EXERCISE INSTRUCTIONS:
Report every line of the records below that contains the word "toilet", copying each one in full.

============

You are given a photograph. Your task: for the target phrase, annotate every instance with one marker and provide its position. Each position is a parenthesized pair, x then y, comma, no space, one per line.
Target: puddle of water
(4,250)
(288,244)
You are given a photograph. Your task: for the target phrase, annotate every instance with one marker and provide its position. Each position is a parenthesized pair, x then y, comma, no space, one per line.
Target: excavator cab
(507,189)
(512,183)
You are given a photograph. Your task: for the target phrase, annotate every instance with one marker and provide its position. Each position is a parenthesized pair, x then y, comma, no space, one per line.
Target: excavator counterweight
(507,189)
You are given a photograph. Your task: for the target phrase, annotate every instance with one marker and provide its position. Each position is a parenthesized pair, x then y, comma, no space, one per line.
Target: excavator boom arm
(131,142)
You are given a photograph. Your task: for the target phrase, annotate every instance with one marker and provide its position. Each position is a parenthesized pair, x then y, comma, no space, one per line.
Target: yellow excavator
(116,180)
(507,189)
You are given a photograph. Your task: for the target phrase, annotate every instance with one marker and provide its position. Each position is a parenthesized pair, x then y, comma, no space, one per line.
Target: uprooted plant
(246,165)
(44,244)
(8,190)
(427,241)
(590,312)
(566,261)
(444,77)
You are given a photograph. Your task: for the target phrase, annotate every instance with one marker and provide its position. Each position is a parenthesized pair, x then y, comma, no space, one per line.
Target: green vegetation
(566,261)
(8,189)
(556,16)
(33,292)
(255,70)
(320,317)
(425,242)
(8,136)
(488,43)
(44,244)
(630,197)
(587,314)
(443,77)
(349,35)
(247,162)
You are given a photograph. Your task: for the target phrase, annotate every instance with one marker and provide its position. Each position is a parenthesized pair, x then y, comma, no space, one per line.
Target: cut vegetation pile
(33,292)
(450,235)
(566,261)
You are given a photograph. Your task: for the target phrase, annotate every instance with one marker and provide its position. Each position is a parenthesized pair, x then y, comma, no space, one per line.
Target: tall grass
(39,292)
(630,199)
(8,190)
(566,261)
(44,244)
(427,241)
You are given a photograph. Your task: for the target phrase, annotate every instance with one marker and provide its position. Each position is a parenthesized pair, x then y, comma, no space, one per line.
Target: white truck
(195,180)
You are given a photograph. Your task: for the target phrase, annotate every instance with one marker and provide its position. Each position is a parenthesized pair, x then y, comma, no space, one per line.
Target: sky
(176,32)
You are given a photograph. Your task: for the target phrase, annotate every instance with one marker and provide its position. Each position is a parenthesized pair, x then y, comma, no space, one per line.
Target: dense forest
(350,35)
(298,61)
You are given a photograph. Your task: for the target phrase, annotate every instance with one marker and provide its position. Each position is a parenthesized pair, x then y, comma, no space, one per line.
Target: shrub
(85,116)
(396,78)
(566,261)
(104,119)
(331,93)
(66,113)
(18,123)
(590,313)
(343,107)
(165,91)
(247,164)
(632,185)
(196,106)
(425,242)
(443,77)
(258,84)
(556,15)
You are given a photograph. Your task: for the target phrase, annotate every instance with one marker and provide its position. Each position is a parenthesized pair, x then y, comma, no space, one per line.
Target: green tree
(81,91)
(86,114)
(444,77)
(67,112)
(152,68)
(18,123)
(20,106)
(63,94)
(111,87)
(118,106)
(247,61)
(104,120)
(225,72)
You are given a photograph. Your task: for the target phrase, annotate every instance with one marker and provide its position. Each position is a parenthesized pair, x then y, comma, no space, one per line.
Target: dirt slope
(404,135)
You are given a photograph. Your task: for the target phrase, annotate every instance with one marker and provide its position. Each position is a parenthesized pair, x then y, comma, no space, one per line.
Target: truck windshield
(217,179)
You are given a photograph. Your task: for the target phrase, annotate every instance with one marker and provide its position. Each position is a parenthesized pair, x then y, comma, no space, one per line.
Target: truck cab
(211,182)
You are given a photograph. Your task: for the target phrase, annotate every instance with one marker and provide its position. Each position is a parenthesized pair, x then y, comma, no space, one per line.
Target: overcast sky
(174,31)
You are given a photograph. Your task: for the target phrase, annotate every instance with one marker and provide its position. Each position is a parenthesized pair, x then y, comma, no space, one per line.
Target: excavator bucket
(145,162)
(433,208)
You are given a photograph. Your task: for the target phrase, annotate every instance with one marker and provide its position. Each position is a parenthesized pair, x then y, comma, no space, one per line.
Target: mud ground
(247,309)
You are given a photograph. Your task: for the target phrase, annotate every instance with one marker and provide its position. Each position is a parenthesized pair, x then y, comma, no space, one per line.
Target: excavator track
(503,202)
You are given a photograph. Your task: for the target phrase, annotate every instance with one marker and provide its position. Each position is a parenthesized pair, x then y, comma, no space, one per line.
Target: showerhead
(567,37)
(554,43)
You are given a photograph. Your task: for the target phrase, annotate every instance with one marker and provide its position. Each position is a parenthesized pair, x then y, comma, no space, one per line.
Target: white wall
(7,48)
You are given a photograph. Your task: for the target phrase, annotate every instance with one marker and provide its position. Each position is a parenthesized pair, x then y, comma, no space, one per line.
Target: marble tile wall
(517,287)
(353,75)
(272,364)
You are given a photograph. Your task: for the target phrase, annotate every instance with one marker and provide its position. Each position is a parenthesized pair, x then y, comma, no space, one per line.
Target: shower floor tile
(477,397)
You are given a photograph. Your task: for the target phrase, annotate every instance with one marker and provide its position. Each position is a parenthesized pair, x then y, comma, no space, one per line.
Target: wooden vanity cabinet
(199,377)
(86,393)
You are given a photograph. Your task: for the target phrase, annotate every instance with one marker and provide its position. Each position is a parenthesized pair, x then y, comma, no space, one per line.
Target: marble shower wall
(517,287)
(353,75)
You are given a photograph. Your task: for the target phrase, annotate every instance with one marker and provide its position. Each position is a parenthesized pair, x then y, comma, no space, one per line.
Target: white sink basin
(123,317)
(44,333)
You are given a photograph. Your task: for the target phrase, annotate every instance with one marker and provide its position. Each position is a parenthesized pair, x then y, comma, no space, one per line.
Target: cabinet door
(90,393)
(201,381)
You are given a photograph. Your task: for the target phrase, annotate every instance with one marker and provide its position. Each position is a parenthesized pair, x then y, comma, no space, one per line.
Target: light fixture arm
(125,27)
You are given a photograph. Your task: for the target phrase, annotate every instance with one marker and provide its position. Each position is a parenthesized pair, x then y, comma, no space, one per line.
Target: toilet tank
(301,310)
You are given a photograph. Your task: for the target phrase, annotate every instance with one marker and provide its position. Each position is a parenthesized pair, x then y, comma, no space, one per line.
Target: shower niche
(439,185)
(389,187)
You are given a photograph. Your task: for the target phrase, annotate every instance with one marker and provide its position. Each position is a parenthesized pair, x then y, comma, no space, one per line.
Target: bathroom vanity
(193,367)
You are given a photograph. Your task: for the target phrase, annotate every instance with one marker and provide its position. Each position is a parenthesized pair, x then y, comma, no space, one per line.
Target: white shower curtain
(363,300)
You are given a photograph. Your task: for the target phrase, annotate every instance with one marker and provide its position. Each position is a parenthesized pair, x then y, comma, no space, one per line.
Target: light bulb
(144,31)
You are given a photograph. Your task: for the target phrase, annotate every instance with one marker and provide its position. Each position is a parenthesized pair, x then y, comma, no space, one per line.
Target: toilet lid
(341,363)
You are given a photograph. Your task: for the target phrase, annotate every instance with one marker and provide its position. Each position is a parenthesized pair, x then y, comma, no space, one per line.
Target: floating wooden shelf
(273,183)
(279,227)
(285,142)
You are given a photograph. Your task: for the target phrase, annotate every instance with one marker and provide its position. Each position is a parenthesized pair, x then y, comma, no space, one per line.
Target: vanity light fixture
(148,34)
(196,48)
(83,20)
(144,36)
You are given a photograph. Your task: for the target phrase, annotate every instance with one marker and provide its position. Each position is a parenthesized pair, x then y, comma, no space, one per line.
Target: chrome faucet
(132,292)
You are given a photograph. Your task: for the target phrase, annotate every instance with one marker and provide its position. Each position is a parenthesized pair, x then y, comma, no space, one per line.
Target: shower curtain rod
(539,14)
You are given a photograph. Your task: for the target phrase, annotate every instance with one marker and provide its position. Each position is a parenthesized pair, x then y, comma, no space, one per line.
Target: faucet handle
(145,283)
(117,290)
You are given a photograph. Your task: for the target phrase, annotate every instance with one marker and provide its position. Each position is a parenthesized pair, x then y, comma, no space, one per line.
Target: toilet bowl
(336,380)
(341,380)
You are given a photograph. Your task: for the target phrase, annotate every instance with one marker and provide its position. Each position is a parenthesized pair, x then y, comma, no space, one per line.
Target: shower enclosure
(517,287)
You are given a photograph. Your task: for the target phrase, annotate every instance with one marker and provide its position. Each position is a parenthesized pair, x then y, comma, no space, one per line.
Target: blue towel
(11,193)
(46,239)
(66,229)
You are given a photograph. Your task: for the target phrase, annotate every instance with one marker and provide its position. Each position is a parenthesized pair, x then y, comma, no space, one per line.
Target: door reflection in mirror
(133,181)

============

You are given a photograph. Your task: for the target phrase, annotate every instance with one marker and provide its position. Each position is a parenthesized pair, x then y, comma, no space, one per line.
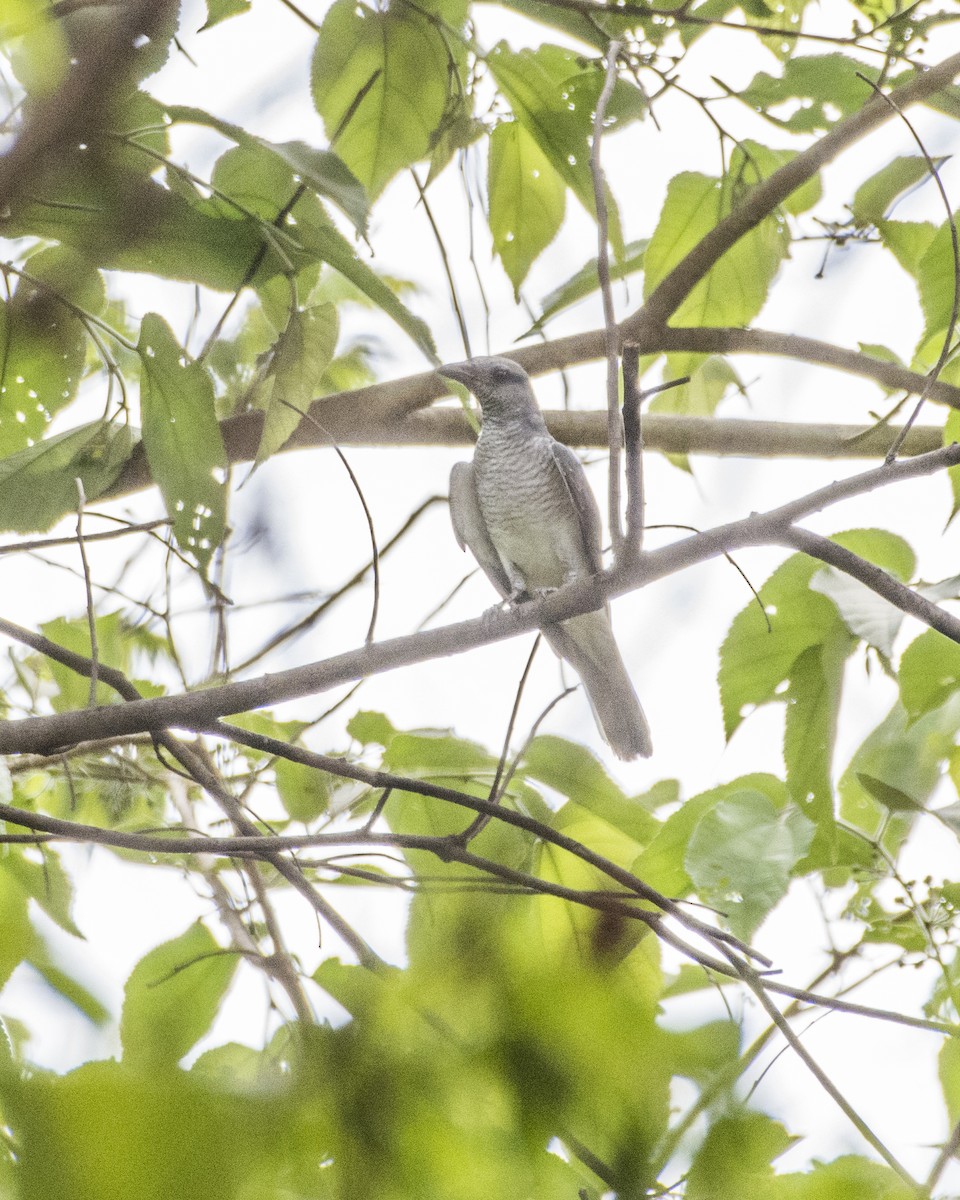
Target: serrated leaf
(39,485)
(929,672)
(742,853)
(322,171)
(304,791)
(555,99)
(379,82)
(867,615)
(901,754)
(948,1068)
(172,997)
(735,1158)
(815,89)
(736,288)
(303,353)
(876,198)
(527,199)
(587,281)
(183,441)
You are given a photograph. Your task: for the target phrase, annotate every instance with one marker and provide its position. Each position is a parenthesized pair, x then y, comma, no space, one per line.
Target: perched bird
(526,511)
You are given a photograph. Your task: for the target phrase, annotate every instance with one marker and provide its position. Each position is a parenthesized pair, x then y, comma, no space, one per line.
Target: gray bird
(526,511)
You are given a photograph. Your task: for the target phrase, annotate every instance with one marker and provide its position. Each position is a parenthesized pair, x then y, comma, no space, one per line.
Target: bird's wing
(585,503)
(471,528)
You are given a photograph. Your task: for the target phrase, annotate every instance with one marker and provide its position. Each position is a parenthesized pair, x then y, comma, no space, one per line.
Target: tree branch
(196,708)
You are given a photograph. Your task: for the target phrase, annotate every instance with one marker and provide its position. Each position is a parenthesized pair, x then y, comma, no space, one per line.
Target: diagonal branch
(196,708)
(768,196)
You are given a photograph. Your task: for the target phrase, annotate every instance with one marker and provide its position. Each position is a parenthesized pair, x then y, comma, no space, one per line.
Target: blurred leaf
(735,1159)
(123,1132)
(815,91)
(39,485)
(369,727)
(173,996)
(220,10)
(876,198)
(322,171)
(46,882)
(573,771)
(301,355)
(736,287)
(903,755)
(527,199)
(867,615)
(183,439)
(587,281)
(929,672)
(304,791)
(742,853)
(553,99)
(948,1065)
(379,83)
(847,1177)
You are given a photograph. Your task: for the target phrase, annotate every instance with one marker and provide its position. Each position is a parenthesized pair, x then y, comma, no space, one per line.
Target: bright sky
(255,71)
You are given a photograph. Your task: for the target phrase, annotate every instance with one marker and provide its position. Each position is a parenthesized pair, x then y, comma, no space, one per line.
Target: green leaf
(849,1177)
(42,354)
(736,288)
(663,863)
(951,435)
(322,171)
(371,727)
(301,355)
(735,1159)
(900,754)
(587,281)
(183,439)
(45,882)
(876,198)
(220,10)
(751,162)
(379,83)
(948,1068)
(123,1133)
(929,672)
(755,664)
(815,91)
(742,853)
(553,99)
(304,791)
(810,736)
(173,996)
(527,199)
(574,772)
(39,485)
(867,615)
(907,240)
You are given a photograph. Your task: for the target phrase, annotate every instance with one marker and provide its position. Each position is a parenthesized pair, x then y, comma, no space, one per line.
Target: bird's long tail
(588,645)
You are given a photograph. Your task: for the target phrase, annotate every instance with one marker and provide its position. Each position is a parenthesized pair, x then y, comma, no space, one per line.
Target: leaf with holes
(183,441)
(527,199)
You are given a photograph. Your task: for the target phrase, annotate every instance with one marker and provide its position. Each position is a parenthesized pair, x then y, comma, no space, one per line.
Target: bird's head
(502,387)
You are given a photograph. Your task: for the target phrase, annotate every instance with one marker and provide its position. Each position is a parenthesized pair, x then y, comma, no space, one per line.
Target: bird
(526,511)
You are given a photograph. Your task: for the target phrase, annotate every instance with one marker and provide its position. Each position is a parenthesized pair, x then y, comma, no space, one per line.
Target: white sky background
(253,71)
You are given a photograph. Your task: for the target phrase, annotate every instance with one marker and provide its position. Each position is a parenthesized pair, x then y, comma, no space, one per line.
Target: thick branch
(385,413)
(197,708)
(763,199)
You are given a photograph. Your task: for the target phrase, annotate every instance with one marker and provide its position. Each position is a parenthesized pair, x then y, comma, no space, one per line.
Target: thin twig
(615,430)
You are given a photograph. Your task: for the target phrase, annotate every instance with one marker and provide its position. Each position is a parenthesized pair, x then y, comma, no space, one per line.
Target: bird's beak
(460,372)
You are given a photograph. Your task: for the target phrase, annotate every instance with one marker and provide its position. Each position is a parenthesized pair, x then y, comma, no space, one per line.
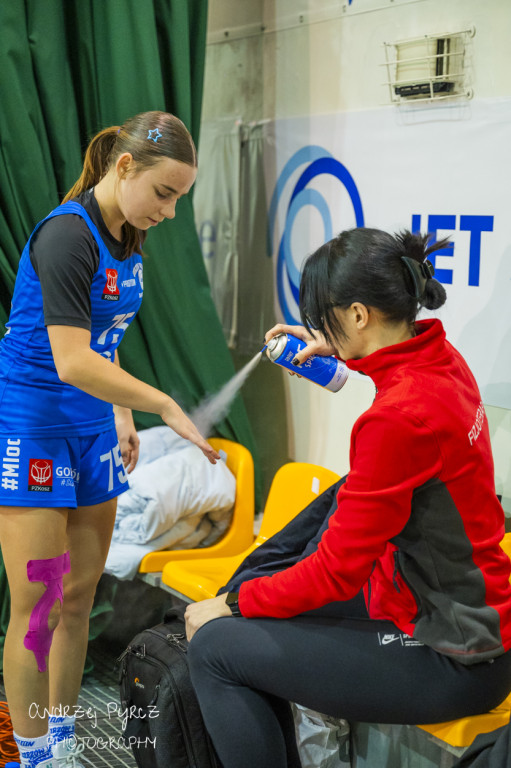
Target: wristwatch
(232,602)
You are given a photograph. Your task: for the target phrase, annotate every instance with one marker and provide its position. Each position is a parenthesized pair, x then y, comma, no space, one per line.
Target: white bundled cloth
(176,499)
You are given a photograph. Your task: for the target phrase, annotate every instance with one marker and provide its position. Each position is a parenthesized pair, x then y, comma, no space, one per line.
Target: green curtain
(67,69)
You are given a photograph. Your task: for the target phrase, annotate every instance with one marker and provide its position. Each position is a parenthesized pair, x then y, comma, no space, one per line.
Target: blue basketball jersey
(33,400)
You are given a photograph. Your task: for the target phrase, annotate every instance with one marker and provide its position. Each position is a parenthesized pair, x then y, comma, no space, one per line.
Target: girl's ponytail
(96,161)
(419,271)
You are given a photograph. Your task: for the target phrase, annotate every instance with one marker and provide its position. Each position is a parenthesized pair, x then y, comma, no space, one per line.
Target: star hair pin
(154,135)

============

REPLY:
Target: toilet tank
Target: toilet lid
Target: toilet bowl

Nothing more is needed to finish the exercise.